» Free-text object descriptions
=== Section Start ===

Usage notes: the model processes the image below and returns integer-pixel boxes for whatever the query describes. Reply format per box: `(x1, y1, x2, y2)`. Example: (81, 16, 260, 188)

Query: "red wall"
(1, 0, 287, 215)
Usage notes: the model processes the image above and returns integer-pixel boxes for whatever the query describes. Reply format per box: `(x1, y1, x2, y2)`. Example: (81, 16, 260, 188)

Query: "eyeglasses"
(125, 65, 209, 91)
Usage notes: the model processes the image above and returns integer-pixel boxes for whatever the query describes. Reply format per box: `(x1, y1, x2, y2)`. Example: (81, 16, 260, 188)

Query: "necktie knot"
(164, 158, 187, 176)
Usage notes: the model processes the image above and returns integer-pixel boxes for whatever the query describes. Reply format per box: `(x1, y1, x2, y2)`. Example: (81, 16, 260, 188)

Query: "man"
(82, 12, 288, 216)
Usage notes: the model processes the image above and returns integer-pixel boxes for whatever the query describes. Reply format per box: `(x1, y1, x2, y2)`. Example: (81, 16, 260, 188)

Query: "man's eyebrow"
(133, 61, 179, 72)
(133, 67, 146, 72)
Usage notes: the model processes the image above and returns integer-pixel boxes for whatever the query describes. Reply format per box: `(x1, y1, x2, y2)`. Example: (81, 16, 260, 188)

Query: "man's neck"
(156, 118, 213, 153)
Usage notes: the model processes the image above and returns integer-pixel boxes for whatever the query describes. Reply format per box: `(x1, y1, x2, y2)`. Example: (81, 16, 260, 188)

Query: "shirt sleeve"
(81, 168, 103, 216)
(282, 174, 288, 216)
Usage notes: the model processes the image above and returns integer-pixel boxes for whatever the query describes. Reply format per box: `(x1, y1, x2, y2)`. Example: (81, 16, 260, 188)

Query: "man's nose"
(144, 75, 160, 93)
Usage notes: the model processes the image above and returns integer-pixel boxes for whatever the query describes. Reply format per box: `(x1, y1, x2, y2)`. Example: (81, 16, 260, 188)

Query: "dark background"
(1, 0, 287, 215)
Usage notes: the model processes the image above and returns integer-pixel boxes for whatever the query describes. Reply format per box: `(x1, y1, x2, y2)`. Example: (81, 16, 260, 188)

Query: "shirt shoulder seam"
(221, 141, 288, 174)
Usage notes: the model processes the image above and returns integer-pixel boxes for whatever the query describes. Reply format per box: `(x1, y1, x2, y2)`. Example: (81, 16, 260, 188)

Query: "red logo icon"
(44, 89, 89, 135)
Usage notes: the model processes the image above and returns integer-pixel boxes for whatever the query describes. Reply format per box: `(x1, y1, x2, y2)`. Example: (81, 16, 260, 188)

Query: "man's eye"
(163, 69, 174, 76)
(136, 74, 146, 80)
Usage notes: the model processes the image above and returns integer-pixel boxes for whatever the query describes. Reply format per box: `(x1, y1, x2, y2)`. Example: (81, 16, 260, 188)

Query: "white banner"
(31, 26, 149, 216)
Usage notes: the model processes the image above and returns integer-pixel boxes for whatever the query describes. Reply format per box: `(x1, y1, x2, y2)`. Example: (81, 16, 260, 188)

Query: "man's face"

=== Section End ===

» Work order
Retype all of the records above without a single alteration.

» Finished task
Usage notes: the model processes the image below and returns integer-pixel boxes for whatever the query describes. Reply format per box: `(x1, y1, x2, y2)`. Example: (81, 16, 260, 188)

Query: "red wall"
(1, 0, 287, 215)
Usage notes: the model processes the image above and returns integer-pixel boxes for whatever the query describes. Reply format per box: `(x1, y1, x2, y2)`. Example: (81, 16, 260, 188)

Query: "eyeglasses"
(125, 65, 209, 91)
Usage notes: the model processes the image above and returns integer-pixel boxes for whatever the query describes. Reply format per box: `(x1, y1, x2, y2)`. Example: (81, 16, 260, 188)

Query: "necktie knot"
(164, 158, 187, 176)
Usage notes: the model processes the image above and returns integer-pixel boxes for whatever the query describes. Reply format per box: `(x1, y1, x2, y2)`. Example: (81, 16, 260, 188)

Query: "man"
(82, 12, 288, 216)
Usage notes: the model processes the image above and returns integer-pixel boxes for whatever the query describes. Reply format per box: `(x1, y1, x2, y2)`. Example: (81, 16, 260, 188)

Query: "man's eyebrow"
(133, 61, 179, 72)
(133, 67, 146, 72)
Usage notes: the model processes the image above and returns integer-pixel boxes for whatever the query describes. Reply format per box: `(x1, y1, x2, y2)`. Example: (81, 16, 260, 188)

Query: "man's neck"
(156, 118, 213, 153)
Usage notes: the model processes the image above and returns integer-pixel boxes for whatever the query describes. Reply format per box: `(x1, y1, x2, y2)`. Example: (81, 16, 260, 188)

Query: "shirt sleeve"
(81, 168, 103, 216)
(282, 174, 288, 216)
Usage notes: the model processes the image above and returns integer-pixel boxes for whatever the query describes. Reply format per box: `(x1, y1, x2, y2)`. Example: (81, 16, 260, 188)

Query: "man's nose"
(144, 75, 160, 93)
Usage notes: the model processes the image above and returns integer-pixel boxes for whatever the query describes. Reply format per box: `(x1, y1, x2, y2)`. Example: (81, 16, 260, 188)

Query: "dark background"
(1, 0, 287, 215)
Usage notes: the model processes the image above and returns integer-pixel boxes for whatever the query describes. Reply format per box: `(x1, y1, x2, y2)`. Example: (81, 16, 260, 188)

Query: "shirt shoulder seam"
(221, 141, 288, 174)
Usage notes: the model processes the image above and returns integer-pixel boxes for whatever the query describes. Reply format per box: `(x1, y1, x2, y2)`. Example: (81, 16, 260, 188)

Query: "red logo icon"
(44, 89, 89, 135)
Usage notes: the model processes the image above and returns integer-pixel boxes for whatever the query describes. Reply format per box: `(x1, y1, x2, y2)`. Example: (81, 16, 260, 188)

Query: "man's eye"
(163, 69, 174, 76)
(136, 74, 146, 80)
Usage notes: the model processes the image above and returns integer-pixel boxes for whatever the query describes. Reply format per box: `(x1, y1, x2, y2)`. Example: (81, 16, 260, 188)

Query: "white banner"
(31, 26, 149, 216)
Usage notes: the model processes the image above and returns integer-pixel boxes for whatever the query describes. Reply format per box: `(x1, y1, x2, y2)`. Example: (81, 16, 260, 188)

Query: "man's face"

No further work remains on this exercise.